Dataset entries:
◇ ◇ ◇ ◇

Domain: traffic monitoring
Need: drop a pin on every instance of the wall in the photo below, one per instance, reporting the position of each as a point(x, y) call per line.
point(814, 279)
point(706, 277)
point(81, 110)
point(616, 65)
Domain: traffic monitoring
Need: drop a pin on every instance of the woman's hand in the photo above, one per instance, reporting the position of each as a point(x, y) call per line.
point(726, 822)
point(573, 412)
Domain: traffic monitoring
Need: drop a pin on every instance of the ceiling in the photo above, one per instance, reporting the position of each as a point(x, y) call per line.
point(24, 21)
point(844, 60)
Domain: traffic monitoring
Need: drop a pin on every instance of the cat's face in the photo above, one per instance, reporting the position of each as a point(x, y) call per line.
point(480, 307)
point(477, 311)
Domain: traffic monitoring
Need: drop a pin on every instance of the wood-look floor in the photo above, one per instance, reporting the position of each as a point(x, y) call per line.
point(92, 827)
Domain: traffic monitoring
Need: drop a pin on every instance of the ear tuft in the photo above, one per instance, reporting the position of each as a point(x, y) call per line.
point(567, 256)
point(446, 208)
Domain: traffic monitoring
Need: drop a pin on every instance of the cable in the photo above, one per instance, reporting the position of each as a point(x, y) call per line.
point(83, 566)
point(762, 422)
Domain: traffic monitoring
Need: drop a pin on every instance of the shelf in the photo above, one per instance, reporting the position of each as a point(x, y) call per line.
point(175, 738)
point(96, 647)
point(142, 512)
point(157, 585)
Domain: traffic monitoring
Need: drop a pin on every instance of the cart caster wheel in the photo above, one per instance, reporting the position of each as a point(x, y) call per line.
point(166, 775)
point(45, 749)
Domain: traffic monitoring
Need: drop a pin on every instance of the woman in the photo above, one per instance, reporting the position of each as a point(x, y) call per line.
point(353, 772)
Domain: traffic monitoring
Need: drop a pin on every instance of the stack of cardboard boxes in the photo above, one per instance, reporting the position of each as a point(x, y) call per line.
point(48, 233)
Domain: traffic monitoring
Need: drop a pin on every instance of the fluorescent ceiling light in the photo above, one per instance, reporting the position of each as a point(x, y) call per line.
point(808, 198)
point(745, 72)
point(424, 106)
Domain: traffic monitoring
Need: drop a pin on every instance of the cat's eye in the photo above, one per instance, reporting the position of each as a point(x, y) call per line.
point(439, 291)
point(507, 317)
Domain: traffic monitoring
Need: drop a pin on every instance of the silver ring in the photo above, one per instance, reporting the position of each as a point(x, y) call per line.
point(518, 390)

◇ ◇ ◇ ◇

▶ [ACTIVITY] Extract the full set of entries word for word.

▶ [SOLUTION TO THIS EXERCISE]
Domain: traffic monitoring
Need: drop a pin on every instance of the wall in the photo below, one per instance, reporting the position of each as a point(x, y) call per line.
point(814, 279)
point(706, 277)
point(81, 110)
point(616, 65)
Domain: traffic monitoring
Need: drop a pin on every instance of the woman's hand in the photo above, one per instance, reporting the position of each as a point(x, y) call per line.
point(726, 822)
point(573, 412)
Domain: traffic monitoring
Need: drop a pin on every instance of the ceiling in the photo above, one per instance, reporting the position of each as a point(x, y) call per line.
point(24, 21)
point(844, 60)
Domain: traffic monitoring
Need: drop a pin on every instance of the cat's face in the photo above, one per instance, reporting the position of each as a point(x, y) call per line.
point(480, 307)
point(477, 311)
Domain: traffic monitoring
Need: drop a pin on every instance of the wood-look floor in the photo above, one per instance, reporting the position of each as a point(x, y) call per line.
point(92, 827)
Domain: traffic monitoring
Need: drop a pin on every instance of the ear tuft in the photo above, one per instance, reporting the position of each as a point(x, y) call per line.
point(567, 256)
point(446, 208)
Domain: traffic monitoring
Need: drop a pin on every instance of the cable in the photo above, one per instance, reporting the position of each as a point(x, y) call per line.
point(83, 566)
point(762, 422)
Domain: traffic monitoring
Need: drop a pin on every instance of the shelf in the photo above, one per instance, reporting the position of each as a point(x, y) call per line.
point(175, 738)
point(96, 647)
point(142, 512)
point(157, 585)
Domain: traffic monitoring
Need: drop a pin on every instance of the cart caster wheel in the photo above, one per instance, reporting the position of each as a point(x, y) call per line.
point(166, 775)
point(45, 749)
Domain: traffic monitoring
Need: drop a pin on every instance of the woman in the photo above, one per instance, reporting the position of each as a point(x, y) call per line.
point(353, 772)
Domain: traffic monitoring
Need: drop a pin on every instance of the stack of cardboard boxes in the photo above, one per instance, reporting the position of each as a point(x, y) call per line.
point(48, 233)
Domain: traffic monitoring
Need: drop a pin on every instance of the fluorescent ceiling light in the photo above, one per instance, reporting the position of each as a point(x, y) call per line.
point(808, 198)
point(745, 72)
point(424, 106)
Domain: traffic monitoring
Need: drop a pin on every instance of the cat's eye in the photo above, one per instance, reporting the position of each as a point(x, y) call per line.
point(439, 291)
point(507, 317)
Domain: traffic monitoring
Need: drop a pin on every instance of the silver ring in the photo above, one per instance, reporting the position of each as a point(x, y) call per line.
point(518, 390)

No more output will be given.